## THE PROBLEM
Read the records and write them out again exactly.

## ENTRIES
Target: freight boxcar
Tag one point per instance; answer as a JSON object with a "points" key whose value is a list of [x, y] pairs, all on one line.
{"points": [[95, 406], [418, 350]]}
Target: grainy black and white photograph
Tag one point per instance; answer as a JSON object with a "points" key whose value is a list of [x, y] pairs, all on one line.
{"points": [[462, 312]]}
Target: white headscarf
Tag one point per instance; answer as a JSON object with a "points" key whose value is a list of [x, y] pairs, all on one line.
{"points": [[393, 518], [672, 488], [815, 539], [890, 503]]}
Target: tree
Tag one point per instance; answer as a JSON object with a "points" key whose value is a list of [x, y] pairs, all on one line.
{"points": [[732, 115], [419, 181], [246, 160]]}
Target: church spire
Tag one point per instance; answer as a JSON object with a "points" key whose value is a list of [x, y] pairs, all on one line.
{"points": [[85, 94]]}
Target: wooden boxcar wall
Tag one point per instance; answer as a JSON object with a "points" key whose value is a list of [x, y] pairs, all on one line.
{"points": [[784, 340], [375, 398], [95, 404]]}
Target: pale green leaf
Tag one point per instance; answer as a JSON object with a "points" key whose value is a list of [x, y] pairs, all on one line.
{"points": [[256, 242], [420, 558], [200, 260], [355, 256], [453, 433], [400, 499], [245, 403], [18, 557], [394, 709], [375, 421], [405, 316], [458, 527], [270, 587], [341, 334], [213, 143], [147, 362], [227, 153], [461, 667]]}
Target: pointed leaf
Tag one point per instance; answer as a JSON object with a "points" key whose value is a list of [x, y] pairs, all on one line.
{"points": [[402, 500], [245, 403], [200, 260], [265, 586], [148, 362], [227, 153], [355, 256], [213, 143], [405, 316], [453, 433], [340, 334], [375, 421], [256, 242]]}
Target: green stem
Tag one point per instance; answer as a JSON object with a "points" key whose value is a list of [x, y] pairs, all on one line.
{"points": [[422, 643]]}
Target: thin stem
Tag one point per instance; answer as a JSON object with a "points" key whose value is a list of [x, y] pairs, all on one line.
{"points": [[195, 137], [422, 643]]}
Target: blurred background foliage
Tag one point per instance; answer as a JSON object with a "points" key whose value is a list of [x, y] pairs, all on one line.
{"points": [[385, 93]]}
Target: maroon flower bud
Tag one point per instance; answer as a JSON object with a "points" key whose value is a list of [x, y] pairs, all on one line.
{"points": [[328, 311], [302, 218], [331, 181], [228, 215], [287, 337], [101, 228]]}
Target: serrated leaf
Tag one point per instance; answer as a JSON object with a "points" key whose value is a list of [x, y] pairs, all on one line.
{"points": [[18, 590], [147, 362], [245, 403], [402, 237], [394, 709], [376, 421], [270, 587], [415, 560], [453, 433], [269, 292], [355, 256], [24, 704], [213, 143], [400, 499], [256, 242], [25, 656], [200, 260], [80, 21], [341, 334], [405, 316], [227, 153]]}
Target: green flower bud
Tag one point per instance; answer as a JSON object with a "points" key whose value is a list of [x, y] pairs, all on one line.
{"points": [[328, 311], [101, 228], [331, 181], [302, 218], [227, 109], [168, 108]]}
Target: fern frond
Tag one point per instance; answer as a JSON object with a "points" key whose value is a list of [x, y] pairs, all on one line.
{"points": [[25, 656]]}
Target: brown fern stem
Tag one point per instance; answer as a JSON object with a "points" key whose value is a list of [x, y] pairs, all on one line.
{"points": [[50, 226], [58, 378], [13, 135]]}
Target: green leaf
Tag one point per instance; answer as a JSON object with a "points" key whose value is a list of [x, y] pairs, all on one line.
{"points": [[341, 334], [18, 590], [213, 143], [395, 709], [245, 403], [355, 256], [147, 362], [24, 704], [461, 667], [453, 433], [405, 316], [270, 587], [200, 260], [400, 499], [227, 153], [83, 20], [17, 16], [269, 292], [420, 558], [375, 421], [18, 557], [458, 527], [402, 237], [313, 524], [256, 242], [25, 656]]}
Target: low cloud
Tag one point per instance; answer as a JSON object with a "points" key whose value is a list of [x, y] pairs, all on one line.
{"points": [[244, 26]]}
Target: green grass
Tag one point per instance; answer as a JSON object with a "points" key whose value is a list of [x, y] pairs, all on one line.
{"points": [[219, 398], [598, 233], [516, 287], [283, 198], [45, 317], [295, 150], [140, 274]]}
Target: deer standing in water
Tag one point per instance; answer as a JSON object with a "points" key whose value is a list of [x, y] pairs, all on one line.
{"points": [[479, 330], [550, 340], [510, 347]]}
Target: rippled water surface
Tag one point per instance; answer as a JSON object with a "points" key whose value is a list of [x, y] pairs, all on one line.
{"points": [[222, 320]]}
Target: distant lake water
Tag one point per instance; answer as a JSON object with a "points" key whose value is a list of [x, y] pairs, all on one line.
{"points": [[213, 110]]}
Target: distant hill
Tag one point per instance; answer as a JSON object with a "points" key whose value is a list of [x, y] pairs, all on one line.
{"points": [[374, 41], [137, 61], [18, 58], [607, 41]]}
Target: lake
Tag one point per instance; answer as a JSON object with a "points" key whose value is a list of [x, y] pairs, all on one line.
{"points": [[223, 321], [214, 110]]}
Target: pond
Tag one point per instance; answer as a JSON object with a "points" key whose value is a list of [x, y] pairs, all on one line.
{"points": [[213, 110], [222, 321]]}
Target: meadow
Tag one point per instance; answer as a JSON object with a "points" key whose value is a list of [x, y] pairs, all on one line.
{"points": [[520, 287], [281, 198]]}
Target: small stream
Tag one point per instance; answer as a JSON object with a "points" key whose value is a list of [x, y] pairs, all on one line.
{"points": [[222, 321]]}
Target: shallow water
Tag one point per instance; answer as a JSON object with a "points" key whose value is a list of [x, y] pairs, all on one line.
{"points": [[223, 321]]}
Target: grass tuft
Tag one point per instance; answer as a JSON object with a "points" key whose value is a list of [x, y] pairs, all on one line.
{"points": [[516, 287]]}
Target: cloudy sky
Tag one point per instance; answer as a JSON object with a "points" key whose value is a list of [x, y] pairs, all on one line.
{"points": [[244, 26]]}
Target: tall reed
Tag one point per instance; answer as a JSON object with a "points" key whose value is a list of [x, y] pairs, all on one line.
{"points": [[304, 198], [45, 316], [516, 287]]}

## RESULT OF THIS EXERCISE
Target: freight boxcar
Tag one point per instance; answer as a JSON object with a "points" key whose value is a list of [x, y] pairs, all on one line.
{"points": [[95, 406], [418, 350]]}
Target: grainy black and white photograph
Tag one point per instance; answer as a JSON object with a "points" key whose value is a list of [x, y] pairs, all on one line.
{"points": [[462, 312]]}
Target: white headscarf
Tag one point per instance; answer as a JSON object with a "points" key whose value is a list of [x, y] pairs, all on one line.
{"points": [[393, 518], [672, 488], [815, 539], [890, 503]]}
Target: tree
Tag one point per instance; answer as a JSON object with a "points" key whose value is a list of [x, y] pairs, all on one line.
{"points": [[732, 115], [419, 181], [246, 160]]}
Target: church spire
Tag one point per instance; answer as a JSON object with a "points" key whose value is a list of [x, y] pairs, all on one line.
{"points": [[85, 94]]}
Target: wooden boxcar wall
Tag one point per instance; answer as a JSON object with a "points" key whose value is a list of [x, y] pairs, all on one line.
{"points": [[784, 340], [375, 398], [95, 404]]}
Target: pale green leaf
Tag one point per instance; answer as a JSON object with a "points" key whose value is a list of [x, y] pairs, all on one line.
{"points": [[256, 242], [420, 558], [200, 260], [355, 256], [453, 433], [400, 499], [245, 403], [18, 557], [394, 709], [375, 421], [405, 316], [458, 527], [270, 587], [341, 334], [213, 143], [147, 362], [227, 153], [461, 667]]}
Target: pointed leaf
Tag one point per instance; answer as a JSON object with a "points" key whose value is a list of [x, y] pairs, all on one line.
{"points": [[402, 500], [245, 403], [200, 260], [265, 586], [148, 362], [227, 153], [355, 256], [213, 143], [405, 316], [453, 433], [340, 334], [375, 421], [256, 242]]}
Target: green stem
Tag one point per instance; answer as a JSON object with a "points" key whose value is a list of [x, y] pairs, all on one line.
{"points": [[422, 643]]}
Target: thin stem
Tag one point per instance; answer as a JSON object with a "points" key whose value is a list of [x, y] pairs, all on one line.
{"points": [[195, 137], [422, 643]]}
Target: blurred background foliage
Tag one point per instance; answer as a JSON object with a "points" key whose value is a list of [x, y] pairs, all on one line.
{"points": [[385, 93]]}
Target: maroon flower bud
Tag one point per instance; answer as a JSON object with a "points" key whose value is a list of [x, y] pairs, all on one line.
{"points": [[328, 311], [302, 218], [331, 181], [228, 215], [287, 337], [101, 228]]}
Target: serrated leaf
Tag one point per instance; answer as a JSON object with a "points" key whose value is a list of [x, y] pairs, all on one line.
{"points": [[18, 590], [147, 362], [245, 403], [402, 237], [394, 709], [376, 421], [270, 587], [415, 560], [453, 433], [269, 292], [355, 256], [24, 704], [213, 143], [400, 499], [256, 242], [25, 656], [200, 260], [80, 21], [341, 334], [405, 316], [227, 153]]}
Target: green flower bud
Tag one point per instance; answer as a JSON object with a "points" key whose value is a list of [x, y] pairs, all on one line.
{"points": [[328, 311], [101, 228], [331, 181], [302, 218], [227, 109], [168, 108]]}
Target: fern frond
Tag one point per instance; answer as a JSON object with a "points" key whose value is a list of [x, y] pairs, all on one line.
{"points": [[25, 656]]}
Target: brown fern stem
Tag one point per instance; answer as a JSON object with a "points" key whose value is a list of [x, y] pairs, all on one line.
{"points": [[50, 226], [58, 378], [13, 135]]}
Target: green leaf
Tag one point per instance; answer as a JSON object with a "points" key whose value is a list of [x, y] pairs, all on one line.
{"points": [[341, 334], [18, 590], [213, 143], [395, 709], [245, 403], [355, 256], [147, 362], [24, 704], [461, 667], [453, 433], [405, 316], [270, 587], [200, 260], [400, 499], [227, 153], [83, 20], [17, 16], [269, 292], [420, 558], [375, 421], [18, 557], [458, 527], [402, 237], [313, 524], [256, 242], [25, 656]]}
Target: low cloud
Tag one point per instance; answer as a JSON object with a "points" key whose value is a list of [x, y] pairs, all on one line.
{"points": [[244, 26]]}
Target: green grass
Tag one point per instance; answer as a JSON object with a "points" key whose value is a list of [x, y] pairs, all on one line.
{"points": [[219, 398], [598, 233], [516, 287], [283, 198], [45, 317], [295, 150], [140, 274]]}
Target: deer standing in water
Tag one point per instance; answer as a JSON object with a "points" key whose value is a list of [x, y] pairs, all on one line.
{"points": [[479, 330], [550, 340], [510, 347]]}
Target: rippled water surface
Tag one point per instance; answer as a JSON object with a "points" key whose value is a list of [x, y] pairs, all on one line.
{"points": [[222, 320]]}
Target: distant lake water
Tag one point per instance; answer as a JSON object with a "points" key whose value is a list of [x, y] pairs, all on one line.
{"points": [[213, 110]]}
Target: distant hill
Tag one point per instance; answer as a JSON object with a "points" key whose value is a list of [x, y] pairs, all on one line.
{"points": [[374, 41], [137, 61], [18, 58], [607, 41]]}
Target: lake
Tag one point per instance; answer as a JSON object with a "points" key whose value is a list of [x, y] pairs, all on one line.
{"points": [[223, 321], [214, 110]]}
Target: pond
Tag one point per instance; answer as a JSON object with a "points" key whose value is a list of [x, y] pairs, all on one line.
{"points": [[213, 110], [222, 321]]}
Target: meadow
Tag one point per instance; answer as a JSON object with a "points" key whose value is a list of [x, y] pairs, all on one line.
{"points": [[520, 287], [281, 198]]}
Target: small stream
Tag one point per instance; answer as a JSON object with a "points" key whose value is a list of [x, y] pairs, all on one line.
{"points": [[222, 321]]}
Target: shallow water
Tag one point per instance; answer as a JSON object with a "points" key whose value is a list of [x, y] pairs, all on one line.
{"points": [[223, 321]]}
Target: grass tuft
Tag one point per instance; answer as a JSON object with a "points" key whose value is a list of [x, y] pairs, all on one line.
{"points": [[516, 287]]}
Target: cloudy sky
Tag one point per instance; answer as a JSON object with a "points" key whose value is a list of [x, y] pairs, all on one line.
{"points": [[244, 26]]}
Target: tall reed
Tag one point per instance; answer as a JSON object with a "points" key whose value is a list of [x, y] pairs, all on one line.
{"points": [[304, 198], [45, 316], [516, 287]]}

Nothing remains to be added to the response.